== Provided data ==
■ ■ ■
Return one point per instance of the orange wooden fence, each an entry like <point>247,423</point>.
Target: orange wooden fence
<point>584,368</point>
■ ■ ■
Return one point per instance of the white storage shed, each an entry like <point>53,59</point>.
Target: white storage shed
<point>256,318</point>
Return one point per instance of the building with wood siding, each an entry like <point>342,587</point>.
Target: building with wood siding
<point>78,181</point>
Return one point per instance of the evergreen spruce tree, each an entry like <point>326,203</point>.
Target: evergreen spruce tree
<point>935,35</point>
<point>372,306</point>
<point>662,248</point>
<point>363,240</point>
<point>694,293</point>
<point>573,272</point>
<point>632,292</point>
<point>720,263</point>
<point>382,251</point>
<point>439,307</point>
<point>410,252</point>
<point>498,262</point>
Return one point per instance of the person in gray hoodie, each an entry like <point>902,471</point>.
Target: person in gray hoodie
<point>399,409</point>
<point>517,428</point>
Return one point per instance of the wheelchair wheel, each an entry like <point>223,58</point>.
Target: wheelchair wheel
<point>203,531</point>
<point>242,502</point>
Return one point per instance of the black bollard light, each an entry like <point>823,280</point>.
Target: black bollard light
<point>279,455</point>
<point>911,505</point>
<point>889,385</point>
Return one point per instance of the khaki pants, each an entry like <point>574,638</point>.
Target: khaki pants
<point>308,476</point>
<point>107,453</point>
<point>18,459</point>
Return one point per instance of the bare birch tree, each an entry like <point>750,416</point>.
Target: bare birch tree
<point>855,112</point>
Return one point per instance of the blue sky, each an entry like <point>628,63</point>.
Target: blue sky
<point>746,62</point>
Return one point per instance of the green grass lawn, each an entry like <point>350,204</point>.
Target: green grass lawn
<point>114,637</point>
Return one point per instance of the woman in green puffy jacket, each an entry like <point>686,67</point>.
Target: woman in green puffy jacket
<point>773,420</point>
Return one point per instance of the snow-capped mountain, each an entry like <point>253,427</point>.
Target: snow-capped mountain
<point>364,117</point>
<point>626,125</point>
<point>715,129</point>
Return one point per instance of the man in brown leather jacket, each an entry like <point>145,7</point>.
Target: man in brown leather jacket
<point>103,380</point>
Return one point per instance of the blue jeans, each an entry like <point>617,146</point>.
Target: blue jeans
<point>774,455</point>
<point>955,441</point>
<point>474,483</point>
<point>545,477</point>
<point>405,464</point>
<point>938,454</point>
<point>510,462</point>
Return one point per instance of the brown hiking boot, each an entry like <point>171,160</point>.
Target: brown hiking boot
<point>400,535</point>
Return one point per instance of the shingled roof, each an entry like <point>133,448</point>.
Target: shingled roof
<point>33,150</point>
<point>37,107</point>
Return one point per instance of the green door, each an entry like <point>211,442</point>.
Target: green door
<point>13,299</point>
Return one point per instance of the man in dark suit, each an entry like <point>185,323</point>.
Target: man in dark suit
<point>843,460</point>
■ ■ ■
== Directions for this task ==
Put the material starting with the line containing "Return one point per instance of the brown" and going on through the line containing "<point>37,107</point>" into a two-column CSV with headers source and result, one row for each text-and-answer pair. Place each text and each answer in its own quoted field, with line breaks replaced by spaces.

== Written answer ==
source,result
"Return one point per instance of the brown hiking boot, each an entry like <point>171,160</point>. Target: brown hiking boot","<point>400,535</point>"
"Return one point per instance of the shingled roof, each an entry like <point>133,448</point>. Target: shingled roof","<point>33,150</point> <point>37,107</point>"